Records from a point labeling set
┌──

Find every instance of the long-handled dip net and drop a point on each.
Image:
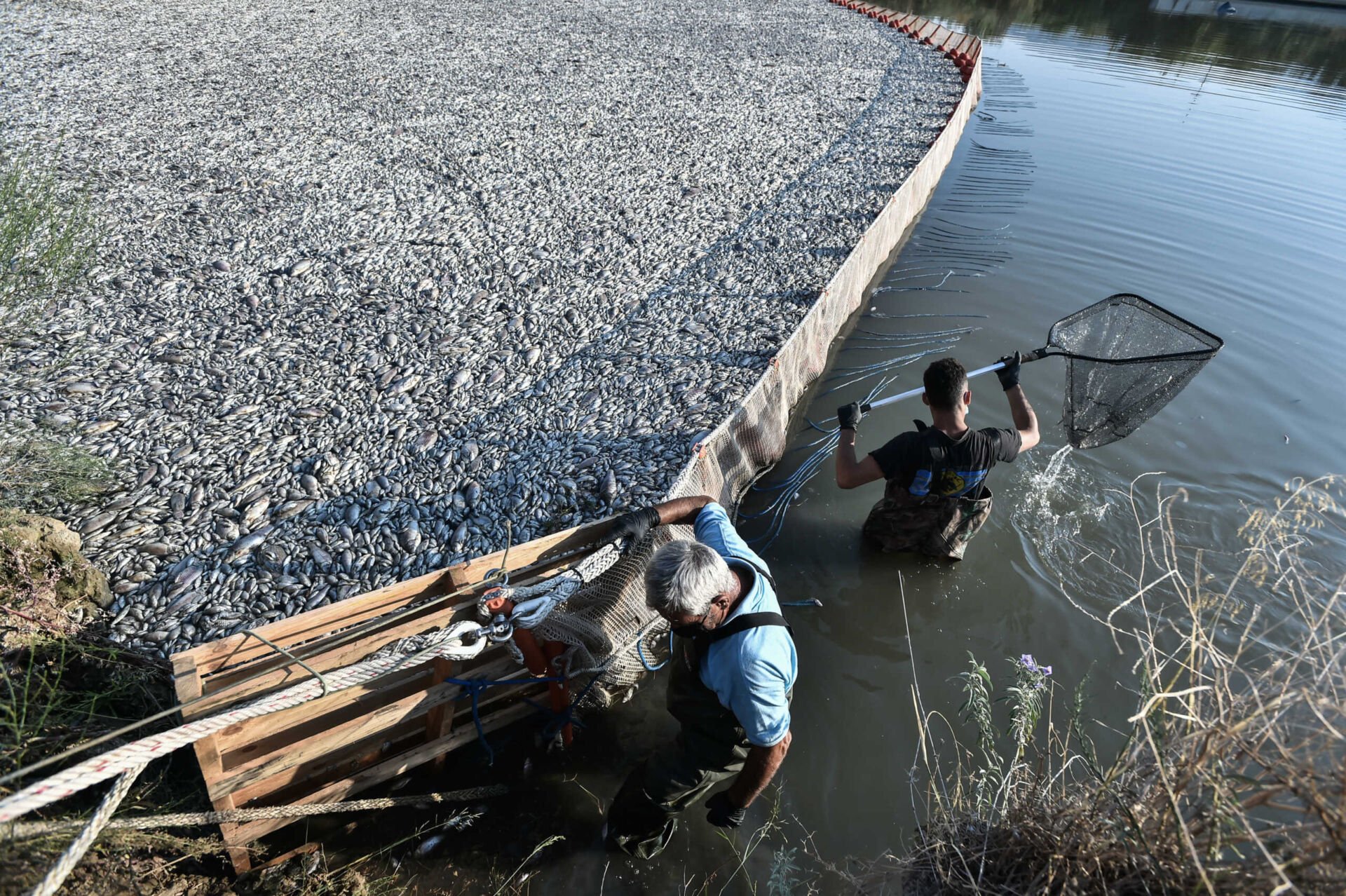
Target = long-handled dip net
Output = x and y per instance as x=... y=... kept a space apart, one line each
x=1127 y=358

└──
┌──

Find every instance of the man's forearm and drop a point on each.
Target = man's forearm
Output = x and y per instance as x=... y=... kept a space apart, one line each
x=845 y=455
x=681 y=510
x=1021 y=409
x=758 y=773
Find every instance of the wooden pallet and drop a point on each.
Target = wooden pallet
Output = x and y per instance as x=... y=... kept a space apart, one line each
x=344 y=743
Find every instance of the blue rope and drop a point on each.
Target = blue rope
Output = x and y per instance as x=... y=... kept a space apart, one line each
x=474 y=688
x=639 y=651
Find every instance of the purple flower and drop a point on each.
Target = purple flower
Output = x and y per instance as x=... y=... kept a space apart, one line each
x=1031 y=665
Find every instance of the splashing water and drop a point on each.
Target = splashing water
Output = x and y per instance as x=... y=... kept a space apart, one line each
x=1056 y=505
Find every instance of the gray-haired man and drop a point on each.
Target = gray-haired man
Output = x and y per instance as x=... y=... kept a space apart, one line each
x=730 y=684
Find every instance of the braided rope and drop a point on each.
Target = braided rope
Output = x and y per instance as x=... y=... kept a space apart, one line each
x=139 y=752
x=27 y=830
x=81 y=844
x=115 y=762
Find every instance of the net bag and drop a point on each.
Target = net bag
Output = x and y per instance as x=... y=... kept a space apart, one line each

└──

→ Task directions
Resize the part of the records that opens with the line containing "Find every instance of the long-handled" and closes with the line containing "x=1127 y=358", reproducing every line, requests included, with each x and y coordinate in the answers multiplied by 0.95 and rounded to a whole number, halves rounded up. Give only these lines and omit the pictures.

→ Right answer
Find every instance of the long-handled dip net and drop a point on each.
Image:
Target = long-handled dip net
Output = x and y per instance as x=... y=... kept a space apart, one line each
x=1071 y=340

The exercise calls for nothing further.